# Exercise task:
Please put every line of the records below into one numbered list, leaving out the blank lines.

-- START Materials provided --

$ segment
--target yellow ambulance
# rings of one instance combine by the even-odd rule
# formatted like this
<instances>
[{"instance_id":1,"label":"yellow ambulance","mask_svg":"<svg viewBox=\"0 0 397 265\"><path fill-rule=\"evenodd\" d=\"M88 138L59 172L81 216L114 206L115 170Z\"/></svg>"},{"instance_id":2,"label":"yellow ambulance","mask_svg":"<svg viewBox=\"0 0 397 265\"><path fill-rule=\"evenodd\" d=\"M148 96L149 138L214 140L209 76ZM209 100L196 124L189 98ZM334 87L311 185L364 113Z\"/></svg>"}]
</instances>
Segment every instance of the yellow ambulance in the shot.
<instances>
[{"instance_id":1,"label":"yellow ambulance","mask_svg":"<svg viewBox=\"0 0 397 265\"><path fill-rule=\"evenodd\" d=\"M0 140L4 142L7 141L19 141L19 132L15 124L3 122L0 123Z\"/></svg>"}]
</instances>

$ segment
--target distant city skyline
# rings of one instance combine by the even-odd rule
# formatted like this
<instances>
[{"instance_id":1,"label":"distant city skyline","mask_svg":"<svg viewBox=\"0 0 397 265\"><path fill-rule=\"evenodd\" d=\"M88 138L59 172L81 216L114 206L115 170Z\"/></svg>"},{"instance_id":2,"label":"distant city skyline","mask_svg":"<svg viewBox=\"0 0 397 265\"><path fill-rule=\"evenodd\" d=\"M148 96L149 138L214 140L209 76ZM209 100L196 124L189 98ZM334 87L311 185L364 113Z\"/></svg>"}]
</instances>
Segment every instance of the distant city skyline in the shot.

-- END Materials provided --

# Written response:
1. $ segment
2. --target yellow ambulance
3. # rings of one instance combine by the even-odd rule
4. # formatted like this
5. <instances>
6. [{"instance_id":1,"label":"yellow ambulance","mask_svg":"<svg viewBox=\"0 0 397 265\"><path fill-rule=\"evenodd\" d=\"M88 138L59 172L81 216L114 206L115 170Z\"/></svg>"},{"instance_id":2,"label":"yellow ambulance","mask_svg":"<svg viewBox=\"0 0 397 265\"><path fill-rule=\"evenodd\" d=\"M148 96L149 138L214 140L209 76ZM209 100L196 124L189 98ZM334 87L311 185L364 113Z\"/></svg>"}]
7. </instances>
8. Segment every instance of the yellow ambulance in the shot.
9. <instances>
10. [{"instance_id":1,"label":"yellow ambulance","mask_svg":"<svg viewBox=\"0 0 397 265\"><path fill-rule=\"evenodd\" d=\"M0 140L4 142L7 141L19 141L19 132L15 124L3 122L0 123Z\"/></svg>"}]
11. </instances>
12. $ segment
13. --target distant city skyline
14. # rings of one instance combine by the even-odd rule
15. # formatted like this
16. <instances>
17. [{"instance_id":1,"label":"distant city skyline","mask_svg":"<svg viewBox=\"0 0 397 265\"><path fill-rule=\"evenodd\" d=\"M88 138L59 172L81 216L114 206L115 170Z\"/></svg>"},{"instance_id":2,"label":"distant city skyline","mask_svg":"<svg viewBox=\"0 0 397 265\"><path fill-rule=\"evenodd\" d=\"M148 96L149 138L214 140L209 76ZM209 100L196 124L189 98ZM334 87L311 185L364 113Z\"/></svg>"}]
18. </instances>
19. Segment every instance of the distant city skyline in the shot.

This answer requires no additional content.